> [WORK INSTRUCTION]: Once the pictures are set aside, transcribe each line of the data exactly.
▶
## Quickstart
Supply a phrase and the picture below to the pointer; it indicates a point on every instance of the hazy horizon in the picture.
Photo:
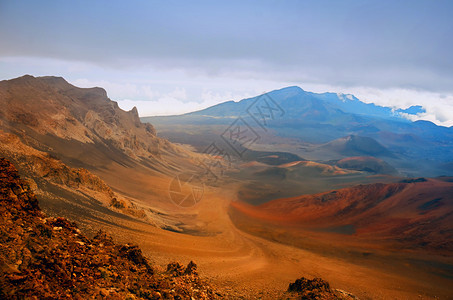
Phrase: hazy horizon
(177, 57)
◀
> [RESPONSE TO THIS EXERCISE]:
## Quickstart
Supply a phrase and the picture below to the pointer; it indicates a point on every instance of the hazy horizon in the picture.
Photo:
Phrase: hazy horizon
(177, 57)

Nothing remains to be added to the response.